**Material provided**:
++++++++

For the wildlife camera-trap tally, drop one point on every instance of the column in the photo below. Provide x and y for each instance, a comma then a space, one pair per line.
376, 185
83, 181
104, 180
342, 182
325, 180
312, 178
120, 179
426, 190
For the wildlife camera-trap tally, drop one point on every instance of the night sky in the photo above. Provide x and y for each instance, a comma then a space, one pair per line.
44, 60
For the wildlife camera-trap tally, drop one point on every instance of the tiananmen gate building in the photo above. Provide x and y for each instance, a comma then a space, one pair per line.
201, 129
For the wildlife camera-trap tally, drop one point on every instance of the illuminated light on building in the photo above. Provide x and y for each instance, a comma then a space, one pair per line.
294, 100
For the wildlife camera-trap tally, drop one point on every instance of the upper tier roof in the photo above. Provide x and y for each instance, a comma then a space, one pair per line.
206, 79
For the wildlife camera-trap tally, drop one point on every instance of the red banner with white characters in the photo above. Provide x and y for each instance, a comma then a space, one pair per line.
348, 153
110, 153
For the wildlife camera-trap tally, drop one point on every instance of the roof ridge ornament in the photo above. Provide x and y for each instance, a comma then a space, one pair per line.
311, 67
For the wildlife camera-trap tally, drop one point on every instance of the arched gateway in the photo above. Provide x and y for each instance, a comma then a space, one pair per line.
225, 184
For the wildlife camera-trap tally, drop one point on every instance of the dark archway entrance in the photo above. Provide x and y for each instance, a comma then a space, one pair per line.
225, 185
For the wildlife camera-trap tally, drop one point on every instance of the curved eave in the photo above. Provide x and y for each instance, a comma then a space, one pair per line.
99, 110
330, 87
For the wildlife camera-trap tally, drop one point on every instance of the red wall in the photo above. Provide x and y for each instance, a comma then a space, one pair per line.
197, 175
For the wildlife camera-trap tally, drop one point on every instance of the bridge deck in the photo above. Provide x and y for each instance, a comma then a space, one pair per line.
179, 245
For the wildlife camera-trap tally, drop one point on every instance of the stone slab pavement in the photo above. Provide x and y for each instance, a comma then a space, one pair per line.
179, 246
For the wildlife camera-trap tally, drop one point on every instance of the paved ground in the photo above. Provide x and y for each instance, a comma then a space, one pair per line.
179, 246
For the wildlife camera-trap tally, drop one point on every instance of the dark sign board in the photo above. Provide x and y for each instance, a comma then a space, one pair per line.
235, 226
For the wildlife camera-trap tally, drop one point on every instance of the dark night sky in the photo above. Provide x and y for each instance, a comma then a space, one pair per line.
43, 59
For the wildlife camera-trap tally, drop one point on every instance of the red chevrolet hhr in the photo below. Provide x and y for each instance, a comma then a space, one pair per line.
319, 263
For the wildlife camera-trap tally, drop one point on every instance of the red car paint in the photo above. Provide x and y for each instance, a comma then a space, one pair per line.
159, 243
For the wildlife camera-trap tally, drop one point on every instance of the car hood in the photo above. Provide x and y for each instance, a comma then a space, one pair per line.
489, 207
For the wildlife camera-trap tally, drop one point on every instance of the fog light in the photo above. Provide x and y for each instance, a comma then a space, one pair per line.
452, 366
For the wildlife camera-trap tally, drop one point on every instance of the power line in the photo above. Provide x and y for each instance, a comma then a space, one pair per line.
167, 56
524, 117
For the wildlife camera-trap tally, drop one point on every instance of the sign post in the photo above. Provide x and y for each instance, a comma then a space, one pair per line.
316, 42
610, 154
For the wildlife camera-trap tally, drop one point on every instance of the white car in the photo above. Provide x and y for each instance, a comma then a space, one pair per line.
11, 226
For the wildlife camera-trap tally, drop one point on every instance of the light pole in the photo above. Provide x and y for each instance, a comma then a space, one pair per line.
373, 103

++++++++

**Task objective**:
Write out, as a numbered list, each line from the one containing "of the white" through the last line of the records, leaving out blank lines.

**Solved exercise**:
1. For the wildlife camera-trap tally, drop one point on every instance of the white car in the photo above. Provide x and y for each instance, a comma then a space, one pair per line.
2. 11, 226
3. For the wildlife camera-trap tally, drop one point on every instance of the light pole in the photo above. Provide x and y for each instance, a comma then a space, one pair per line.
4. 373, 103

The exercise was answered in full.